--- WHAT TO DO ---
Down to the final line, print the records below exactly and without pictures.

Saved entries:
::::::::

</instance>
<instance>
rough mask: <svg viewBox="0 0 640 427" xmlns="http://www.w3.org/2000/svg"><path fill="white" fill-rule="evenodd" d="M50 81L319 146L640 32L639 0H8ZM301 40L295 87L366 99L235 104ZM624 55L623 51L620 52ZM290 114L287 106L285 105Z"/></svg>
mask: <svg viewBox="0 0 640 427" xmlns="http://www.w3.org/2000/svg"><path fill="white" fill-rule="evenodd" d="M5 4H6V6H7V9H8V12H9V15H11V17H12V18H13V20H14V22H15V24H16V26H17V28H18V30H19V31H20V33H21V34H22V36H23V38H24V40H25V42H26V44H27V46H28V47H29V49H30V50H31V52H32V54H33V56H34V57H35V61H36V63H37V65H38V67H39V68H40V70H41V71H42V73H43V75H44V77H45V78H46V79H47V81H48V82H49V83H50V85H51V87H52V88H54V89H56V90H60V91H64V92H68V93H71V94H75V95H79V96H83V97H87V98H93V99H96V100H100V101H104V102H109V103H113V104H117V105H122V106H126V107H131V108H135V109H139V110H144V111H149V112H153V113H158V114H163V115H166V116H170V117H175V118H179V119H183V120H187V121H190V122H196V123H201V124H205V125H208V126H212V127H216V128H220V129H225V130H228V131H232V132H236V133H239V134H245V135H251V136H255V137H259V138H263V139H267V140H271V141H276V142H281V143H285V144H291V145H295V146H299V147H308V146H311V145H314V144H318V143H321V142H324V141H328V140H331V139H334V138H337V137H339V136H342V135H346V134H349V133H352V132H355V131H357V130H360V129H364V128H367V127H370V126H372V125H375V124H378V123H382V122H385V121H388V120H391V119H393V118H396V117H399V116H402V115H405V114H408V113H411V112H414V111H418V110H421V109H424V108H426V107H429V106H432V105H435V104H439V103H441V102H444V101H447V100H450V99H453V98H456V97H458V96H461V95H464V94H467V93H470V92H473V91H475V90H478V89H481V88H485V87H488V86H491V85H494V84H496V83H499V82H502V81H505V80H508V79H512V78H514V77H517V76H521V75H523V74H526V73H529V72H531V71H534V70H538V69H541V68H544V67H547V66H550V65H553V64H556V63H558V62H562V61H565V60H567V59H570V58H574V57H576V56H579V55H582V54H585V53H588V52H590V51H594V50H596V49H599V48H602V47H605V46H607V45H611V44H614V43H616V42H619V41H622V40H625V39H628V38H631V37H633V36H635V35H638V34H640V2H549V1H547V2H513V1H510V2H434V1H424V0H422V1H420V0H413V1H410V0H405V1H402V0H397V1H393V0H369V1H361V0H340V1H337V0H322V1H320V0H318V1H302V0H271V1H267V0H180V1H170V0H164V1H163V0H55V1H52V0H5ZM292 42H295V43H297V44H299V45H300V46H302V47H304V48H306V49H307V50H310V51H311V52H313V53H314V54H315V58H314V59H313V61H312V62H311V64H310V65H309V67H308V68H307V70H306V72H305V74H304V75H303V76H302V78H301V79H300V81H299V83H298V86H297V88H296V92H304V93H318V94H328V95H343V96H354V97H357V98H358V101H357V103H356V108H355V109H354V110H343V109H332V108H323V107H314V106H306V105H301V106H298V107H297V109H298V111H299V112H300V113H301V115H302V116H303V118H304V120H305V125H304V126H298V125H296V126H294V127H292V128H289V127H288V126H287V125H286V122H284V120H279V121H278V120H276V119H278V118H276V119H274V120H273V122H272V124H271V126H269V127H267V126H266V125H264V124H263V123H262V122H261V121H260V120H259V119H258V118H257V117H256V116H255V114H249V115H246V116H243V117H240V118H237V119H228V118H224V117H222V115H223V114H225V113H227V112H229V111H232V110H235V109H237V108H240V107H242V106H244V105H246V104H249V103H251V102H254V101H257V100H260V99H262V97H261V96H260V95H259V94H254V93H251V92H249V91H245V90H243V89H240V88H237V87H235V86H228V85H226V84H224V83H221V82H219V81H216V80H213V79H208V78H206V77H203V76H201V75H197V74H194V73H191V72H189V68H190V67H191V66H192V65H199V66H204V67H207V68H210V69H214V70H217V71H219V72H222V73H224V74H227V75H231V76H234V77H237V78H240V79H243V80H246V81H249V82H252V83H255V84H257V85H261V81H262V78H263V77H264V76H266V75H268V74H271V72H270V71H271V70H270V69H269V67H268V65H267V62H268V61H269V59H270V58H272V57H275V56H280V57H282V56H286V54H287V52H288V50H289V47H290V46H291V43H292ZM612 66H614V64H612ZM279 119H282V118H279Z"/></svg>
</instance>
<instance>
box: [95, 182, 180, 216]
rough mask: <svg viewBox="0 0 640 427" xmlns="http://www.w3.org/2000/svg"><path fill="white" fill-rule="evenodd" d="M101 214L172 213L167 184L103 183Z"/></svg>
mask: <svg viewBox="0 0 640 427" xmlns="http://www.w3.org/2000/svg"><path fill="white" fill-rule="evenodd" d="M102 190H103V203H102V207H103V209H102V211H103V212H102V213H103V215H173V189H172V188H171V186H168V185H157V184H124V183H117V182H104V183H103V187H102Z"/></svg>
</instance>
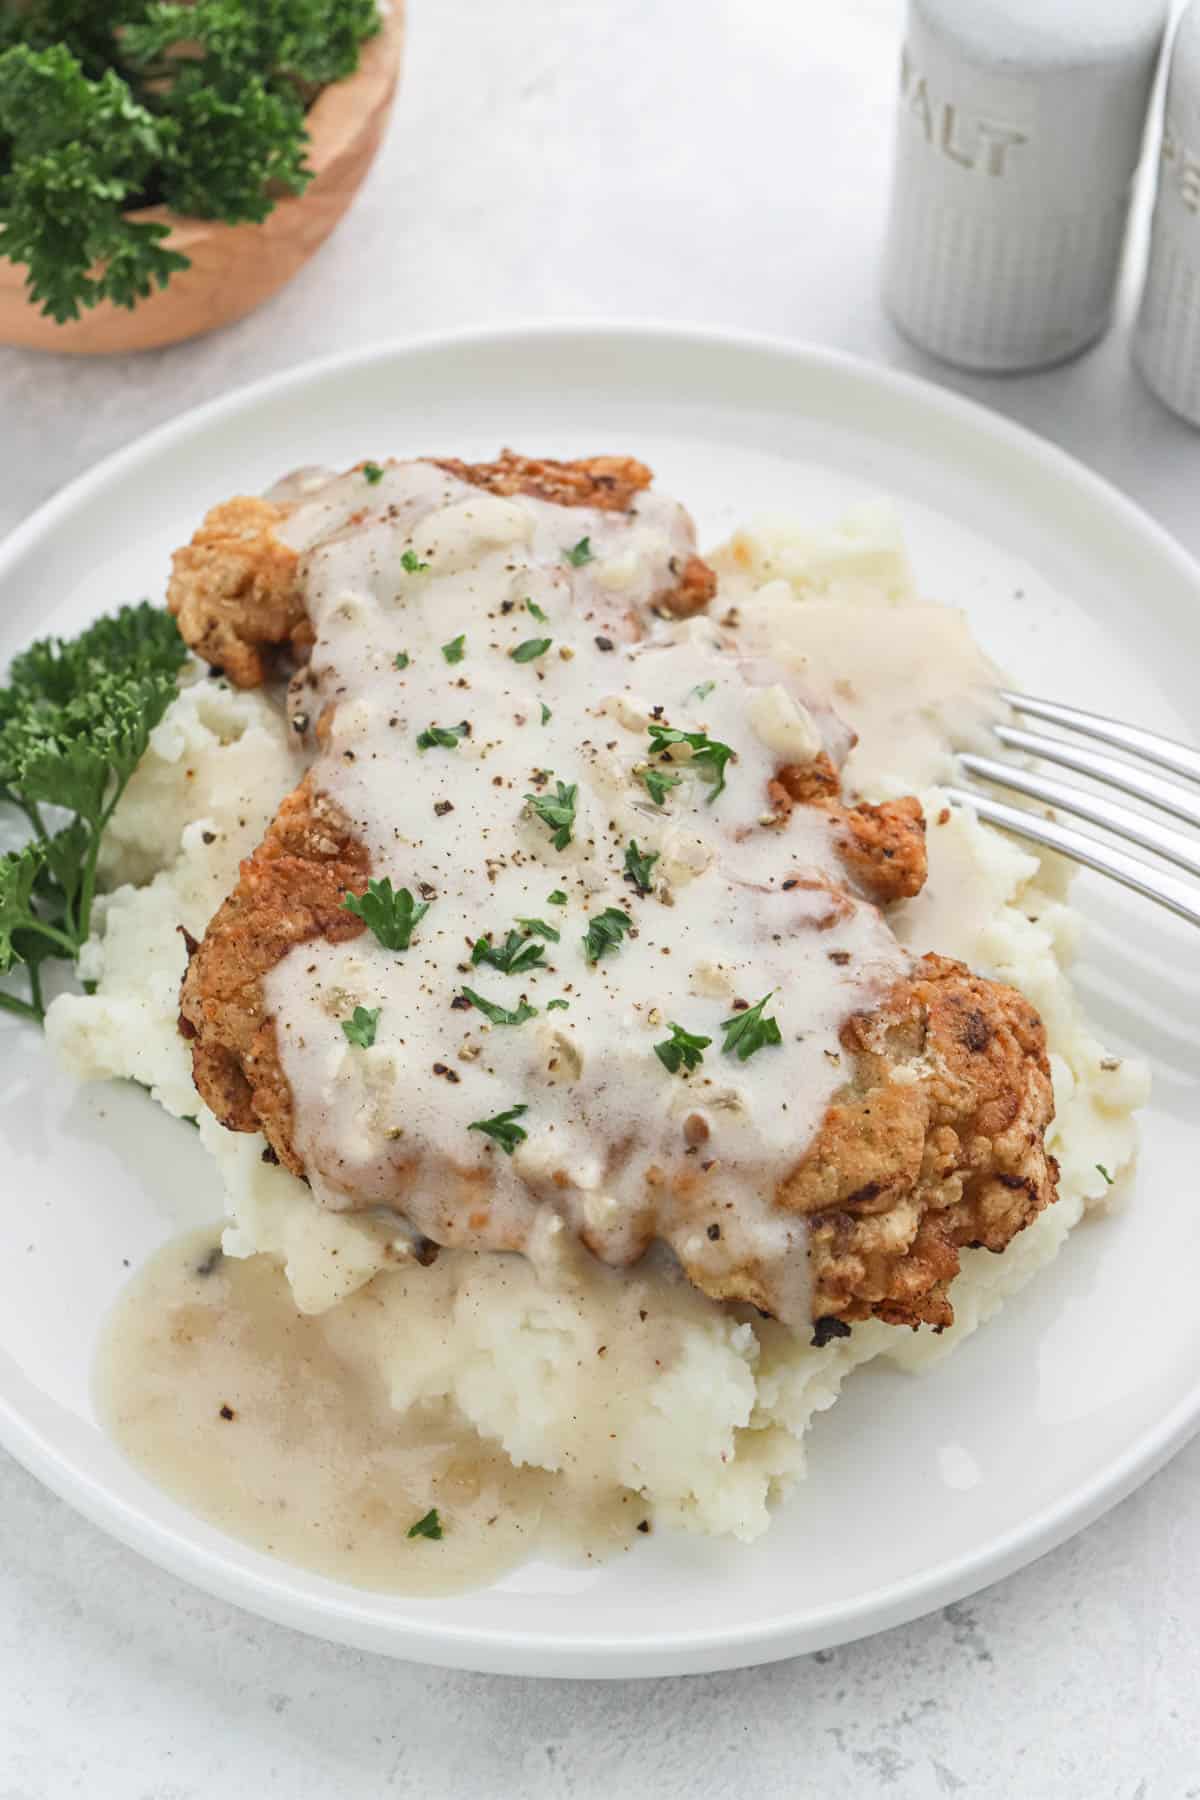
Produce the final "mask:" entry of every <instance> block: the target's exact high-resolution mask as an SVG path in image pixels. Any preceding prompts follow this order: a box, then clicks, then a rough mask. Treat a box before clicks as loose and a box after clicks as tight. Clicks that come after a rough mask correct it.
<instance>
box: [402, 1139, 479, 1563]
mask: <svg viewBox="0 0 1200 1800" xmlns="http://www.w3.org/2000/svg"><path fill="white" fill-rule="evenodd" d="M471 1130H475V1127H473V1125H471ZM405 1535H407V1537H432V1539H434V1543H441V1539H443V1537H444V1535H446V1534H444V1532H443V1525H441V1519H439V1517H437V1507H430V1510H428V1512H426V1514H425V1517H423V1519H417V1523H416V1525H410V1526H408V1530H407V1534H405Z"/></svg>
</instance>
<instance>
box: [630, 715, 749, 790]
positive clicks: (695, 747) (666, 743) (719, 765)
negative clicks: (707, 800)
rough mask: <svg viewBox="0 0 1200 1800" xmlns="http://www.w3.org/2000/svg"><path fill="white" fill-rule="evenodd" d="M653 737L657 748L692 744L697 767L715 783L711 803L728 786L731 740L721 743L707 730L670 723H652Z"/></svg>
mask: <svg viewBox="0 0 1200 1800" xmlns="http://www.w3.org/2000/svg"><path fill="white" fill-rule="evenodd" d="M649 738H651V743H653V747H655V751H667V749H669V747H671V745H673V743H685V745H687V747H689V751H691V763H693V767H694V769H696V772H698V774H702V776H703V779H705V781H711V783H712V792H711V794H709V806H711V805H712V801H714V799H716V796H718V794H721V792H723V790H725V765H727V761H729V758H730V756H732V754H734V752H732V747H730V745H729V743H718V742H716V738H709V734H707V733H703V731H673V729H671V727H669V725H651V727H649Z"/></svg>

::::::::

--- REPLY ---
</instance>
<instance>
rough mask: <svg viewBox="0 0 640 427" xmlns="http://www.w3.org/2000/svg"><path fill="white" fill-rule="evenodd" d="M50 81L319 146L640 32L639 0H8ZM301 40L295 87L366 99L235 104ZM624 55L623 51L620 52ZM290 114L287 106L285 105Z"/></svg>
mask: <svg viewBox="0 0 640 427" xmlns="http://www.w3.org/2000/svg"><path fill="white" fill-rule="evenodd" d="M5 4H6V6H7V9H8V12H9V15H11V17H12V18H13V20H14V22H15V24H16V26H17V28H18V30H19V31H20V33H21V34H22V36H23V38H24V40H25V42H26V44H27V46H28V47H29V49H30V50H31V52H32V54H33V56H34V57H35V61H36V63H37V65H38V67H39V68H40V70H41V71H42V73H43V75H44V77H45V78H46V79H47V81H48V82H49V83H50V85H51V87H52V88H54V89H56V90H60V91H64V92H68V93H71V94H75V95H79V96H83V97H87V98H93V99H96V100H100V101H104V102H109V103H113V104H117V105H122V106H126V107H131V108H135V109H139V110H144V111H149V112H153V113H158V114H163V115H166V116H170V117H175V118H179V119H183V120H187V121H190V122H196V123H201V124H205V125H208V126H212V127H216V128H220V129H225V130H228V131H232V132H236V133H239V134H245V135H251V136H255V137H259V138H263V139H267V140H271V141H276V142H281V143H285V144H291V145H295V146H299V147H308V146H311V145H314V144H318V143H321V142H324V141H328V140H331V139H334V138H337V137H339V136H342V135H346V134H349V133H352V132H355V131H357V130H360V129H364V128H367V127H370V126H372V125H375V124H378V123H382V122H385V121H388V120H391V119H393V118H396V117H399V116H402V115H405V114H408V113H411V112H414V111H418V110H421V109H424V108H426V107H429V106H432V105H435V104H439V103H441V102H444V101H447V100H450V99H453V98H456V97H458V96H461V95H464V94H467V93H470V92H473V91H475V90H478V89H481V88H485V87H488V86H491V85H494V84H496V83H499V82H502V81H505V80H508V79H512V78H514V77H517V76H521V75H523V74H526V73H529V72H531V71H534V70H538V69H541V68H544V67H547V66H550V65H553V64H556V63H558V62H562V61H565V60H567V59H570V58H574V57H576V56H579V55H582V54H585V53H588V52H590V51H594V50H596V49H599V48H602V47H605V46H607V45H611V44H614V43H616V42H619V41H622V40H625V39H628V38H631V37H633V36H635V35H638V34H640V2H549V1H547V2H513V1H510V2H434V1H424V0H422V1H420V0H413V1H410V0H405V1H402V0H397V1H393V0H369V1H361V0H340V1H337V0H322V1H320V0H318V1H302V0H271V1H267V0H180V1H170V0H164V1H163V0H55V1H52V0H5ZM292 42H295V43H297V44H299V45H300V46H302V47H304V48H306V49H307V50H310V51H311V52H313V53H314V54H315V58H314V59H313V61H312V62H311V64H310V65H309V67H308V68H307V70H306V72H305V74H304V75H303V76H302V78H301V79H300V81H299V83H298V86H297V88H296V92H304V93H318V94H328V95H343V96H354V97H357V98H358V101H357V103H356V108H355V109H354V110H343V109H332V108H323V107H314V106H306V105H301V106H298V107H297V109H298V111H299V112H300V113H301V115H302V116H303V118H304V120H305V125H304V126H298V125H296V126H294V127H292V128H289V127H288V126H287V125H286V122H284V120H279V121H278V120H276V119H278V118H276V119H274V120H273V122H272V124H271V126H269V127H267V126H266V125H264V124H263V123H262V122H261V121H260V120H259V119H258V118H257V117H256V116H255V114H249V115H246V116H243V117H240V118H237V119H228V118H224V117H222V115H223V114H225V113H227V112H229V111H232V110H235V109H237V108H240V107H242V106H244V105H246V104H249V103H251V102H254V101H257V100H260V99H262V97H261V96H260V95H259V94H254V93H251V92H249V91H245V90H243V89H240V88H237V87H235V86H228V85H226V84H224V83H221V82H219V81H216V80H213V79H208V78H206V77H203V76H201V75H197V74H194V73H191V72H189V68H190V67H191V66H192V65H199V66H204V67H207V68H210V69H214V70H217V71H219V72H222V73H224V74H227V75H231V76H234V77H237V78H240V79H243V80H246V81H249V82H252V83H255V84H257V85H261V81H262V78H263V77H264V76H266V75H268V74H271V72H270V71H271V70H270V69H269V67H268V65H267V62H268V61H269V59H270V58H272V57H275V56H280V57H282V56H286V54H287V52H288V50H289V47H290V46H291V43H292ZM612 66H614V64H612ZM279 119H282V118H279Z"/></svg>
</instance>
<instance>
box: [95, 182, 180, 216]
rough mask: <svg viewBox="0 0 640 427" xmlns="http://www.w3.org/2000/svg"><path fill="white" fill-rule="evenodd" d="M101 214L172 213L167 184L103 183Z"/></svg>
mask: <svg viewBox="0 0 640 427" xmlns="http://www.w3.org/2000/svg"><path fill="white" fill-rule="evenodd" d="M102 190H103V203H102V207H103V209H102V211H103V212H102V213H103V215H173V189H172V188H171V186H168V185H157V184H124V183H117V182H104V183H103V187H102Z"/></svg>
</instance>
Produce the final "mask:" entry of every <instance> block: the target's exact high-resolution mask as an SVG path in image pixels. Any preceding prompts follow this order: a box, then clicks, then a rough mask. Treat a box before clicks as loose and a box after clicks as tight. Clicks that come after a rough mask correct it.
<instance>
box: [402, 1139, 479, 1563]
mask: <svg viewBox="0 0 1200 1800" xmlns="http://www.w3.org/2000/svg"><path fill="white" fill-rule="evenodd" d="M471 1130H475V1127H473V1125H471ZM405 1535H407V1537H432V1539H434V1543H441V1539H443V1537H444V1535H446V1534H444V1532H443V1525H441V1519H439V1517H437V1507H430V1510H428V1512H426V1514H425V1517H423V1519H417V1523H416V1525H410V1526H408V1530H407V1534H405Z"/></svg>
</instance>
<instance>
box: [630, 715, 749, 790]
positive clicks: (695, 747) (666, 743) (719, 765)
negative clicks: (707, 800)
rough mask: <svg viewBox="0 0 1200 1800" xmlns="http://www.w3.org/2000/svg"><path fill="white" fill-rule="evenodd" d="M653 737L657 748L692 744L697 767L715 783L711 803L728 786L731 740L721 743L707 730L670 723H652Z"/></svg>
mask: <svg viewBox="0 0 1200 1800" xmlns="http://www.w3.org/2000/svg"><path fill="white" fill-rule="evenodd" d="M649 738H651V743H653V747H655V751H667V749H669V747H671V745H673V743H685V745H687V747H689V751H691V763H693V767H694V769H696V772H698V774H702V776H703V779H705V781H711V783H712V792H711V794H709V806H711V805H712V801H714V799H716V796H718V794H721V792H723V790H725V765H727V761H729V758H730V756H732V754H734V752H732V747H730V745H729V743H718V742H716V738H709V734H707V733H703V731H673V729H671V727H669V725H651V727H649Z"/></svg>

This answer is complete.